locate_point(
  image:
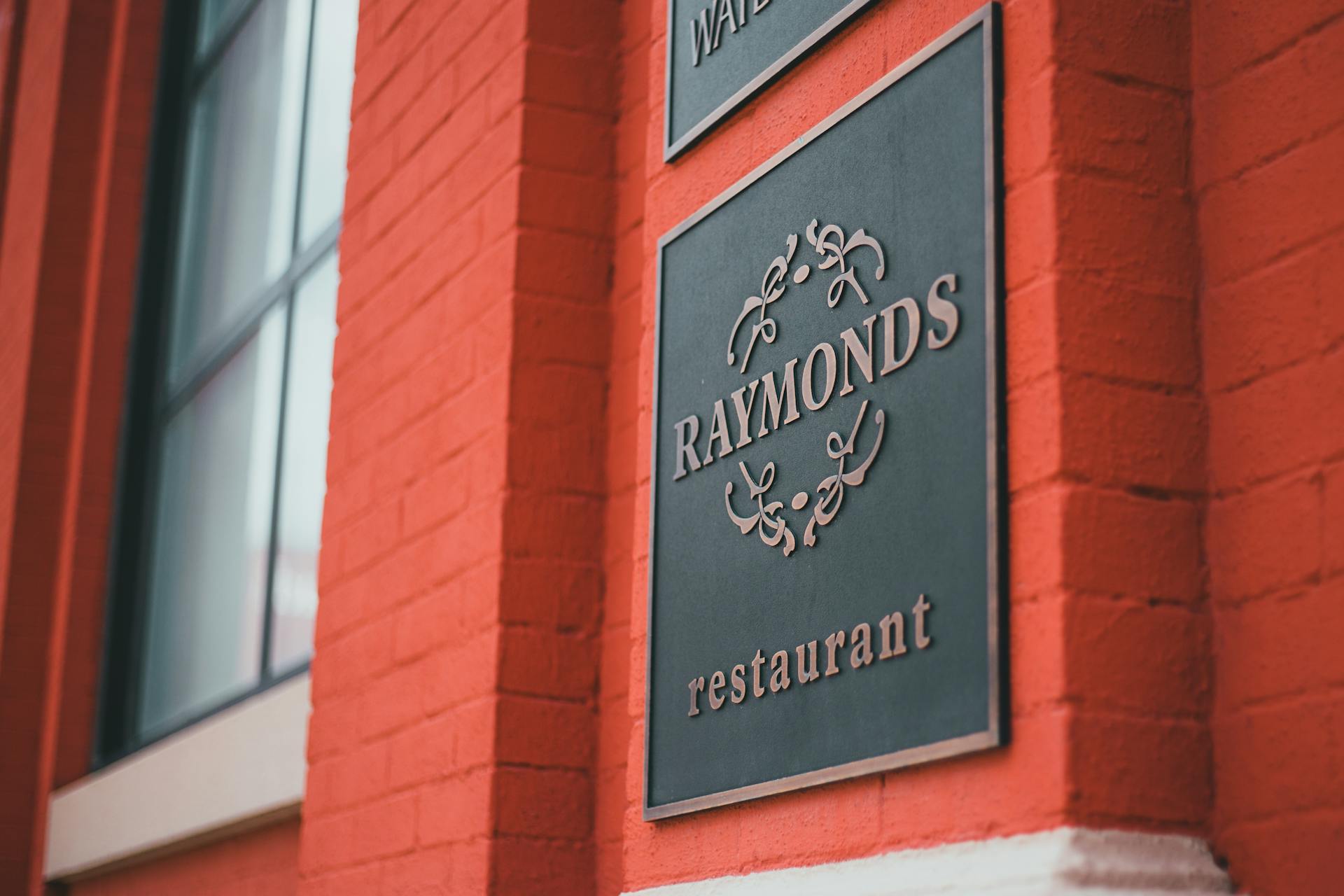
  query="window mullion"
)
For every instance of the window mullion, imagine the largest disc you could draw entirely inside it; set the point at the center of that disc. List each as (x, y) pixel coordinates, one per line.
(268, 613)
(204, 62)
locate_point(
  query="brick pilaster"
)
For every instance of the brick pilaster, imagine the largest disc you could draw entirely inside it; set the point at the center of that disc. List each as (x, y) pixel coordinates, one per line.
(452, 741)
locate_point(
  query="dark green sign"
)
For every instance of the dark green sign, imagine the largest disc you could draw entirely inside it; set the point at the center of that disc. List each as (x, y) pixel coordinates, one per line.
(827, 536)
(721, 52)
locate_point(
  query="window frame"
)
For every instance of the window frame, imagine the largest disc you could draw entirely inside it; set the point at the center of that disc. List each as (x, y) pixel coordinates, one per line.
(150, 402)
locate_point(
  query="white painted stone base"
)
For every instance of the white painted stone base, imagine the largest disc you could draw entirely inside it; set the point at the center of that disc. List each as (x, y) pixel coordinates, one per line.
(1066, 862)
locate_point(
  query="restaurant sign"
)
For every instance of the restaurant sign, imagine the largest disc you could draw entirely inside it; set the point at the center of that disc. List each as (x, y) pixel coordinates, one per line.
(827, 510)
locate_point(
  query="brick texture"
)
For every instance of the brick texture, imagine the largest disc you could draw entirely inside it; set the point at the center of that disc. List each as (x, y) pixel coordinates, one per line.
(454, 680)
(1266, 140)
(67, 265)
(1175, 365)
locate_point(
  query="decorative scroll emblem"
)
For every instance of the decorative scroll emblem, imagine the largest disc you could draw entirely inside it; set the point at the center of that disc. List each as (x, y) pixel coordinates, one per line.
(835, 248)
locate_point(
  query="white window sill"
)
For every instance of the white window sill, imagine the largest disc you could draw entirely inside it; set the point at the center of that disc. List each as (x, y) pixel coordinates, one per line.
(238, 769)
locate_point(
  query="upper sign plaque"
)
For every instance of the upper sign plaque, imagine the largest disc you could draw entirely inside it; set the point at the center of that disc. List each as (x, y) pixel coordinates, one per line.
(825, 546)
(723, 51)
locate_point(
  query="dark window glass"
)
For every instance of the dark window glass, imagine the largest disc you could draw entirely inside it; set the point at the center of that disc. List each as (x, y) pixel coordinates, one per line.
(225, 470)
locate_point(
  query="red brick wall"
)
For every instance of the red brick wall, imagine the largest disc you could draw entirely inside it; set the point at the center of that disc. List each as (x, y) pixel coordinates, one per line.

+ + + + +

— What needs to be done —
Copy every line of the data exactly as written, excluding the pictures.

— Full answer —
locate_point(
  image:
  query="window mullion"
)
For every instance of the window mullion, imagine the largest disc you could draw entirely inside it; set the point at the center of that disc. List each as (x, y) pixel coordinates, one per line.
(268, 613)
(204, 62)
locate_point(
  query="brick pilaster"
)
For every instance of the brick pilaster, imagine the largest disc you could draw entirely inside it; set the point at the center of that disc. List each as (x, y) pixel coordinates, one per line.
(452, 741)
locate_point(
  query="dark green sign"
)
For every instance of the dark green sign, imagine the largest disc you could draw entirely inside it; set the point at the center of that disc. List each as (x, y) pixel coordinates, one per line.
(827, 536)
(721, 52)
locate_point(
  query="window frame"
)
For every instance of the window frame, imagine the largest disc you could draw entirely inside it; set the point at the center of that disc. List each as (x, y) pixel coordinates, one per line.
(150, 402)
locate_point(
  query="white painted stone base"
)
For every instance of the white painted stone base, imagine the largest disc you could draw entirely inside it; set the point at the center of that disc. List each as (x, y) pixel coordinates, one per line.
(1066, 862)
locate_point(
  query="restaurant sign"
)
For every instance of the restaurant sign, imagine the largest disc you could draw entirely inside it; set the point at the center of that disc. List each as (x, y) pixel coordinates, one per line.
(827, 510)
locate_point(
  query="brick texture"
)
For every instance of the brick texture, imagine the largest disc you could draw entirely inside it; set the point at the center of that disc. List each as (x, y) pixel coordinates, one per line.
(454, 680)
(1266, 140)
(67, 265)
(1175, 365)
locate_point(
  query="decorative scroll emblem"
)
For every instance of the decorative scroll emblem, imagine the largest disc you could draw entirely inside it; set the point at the center of that disc. List each as (x, y) pixel coordinates, one per line.
(835, 248)
locate_point(
  query="white window sill"
)
For every instance of the white window sill, imagine the largest disc you could draw entirely inside it; set the point at the center of that disc. List each as (x, y) pixel coordinates, one per line.
(238, 769)
locate_point(
  query="upper sign plaque"
)
For every instance of the upper sign plaque, imagine the largest disc you could draw entirely inside it; set the point at the center of that disc. List each as (x, y) pixel coordinates, one per line.
(825, 546)
(723, 51)
locate_point(
  query="dark window glass"
)
For every instance of the dark window glass, imagine the largest disc you could draw entirely inside it; set the point at the center of that disc. List each as (x, y) pixel coordinates, one per line.
(225, 470)
locate_point(
  query="red brick wall"
)
For every instance of the red brick wall, imagine the largest disc you could draw entirely inside it; set the point at the center of that disc. List each as (x, y) pixel coordinates, one per line.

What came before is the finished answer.